Aufgabe.
Gib alle Zeilen unten vollständig wieder, auch die ohne Zahlen, und skaliere dabei jede Koordinate in den eckigen Klammern mit dem Faktor 1,6. Runde auf ganze Zahlen, bei ,5 aufwärts.
____ Datenzeilen
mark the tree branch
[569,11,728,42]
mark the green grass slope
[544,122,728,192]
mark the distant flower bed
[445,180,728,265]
________
Richtige Lösung.
mark the tree branch
[910,18,1165,67]
mark the green grass slope
[870,195,1165,307]
mark the distant flower bed
[712,288,1165,424]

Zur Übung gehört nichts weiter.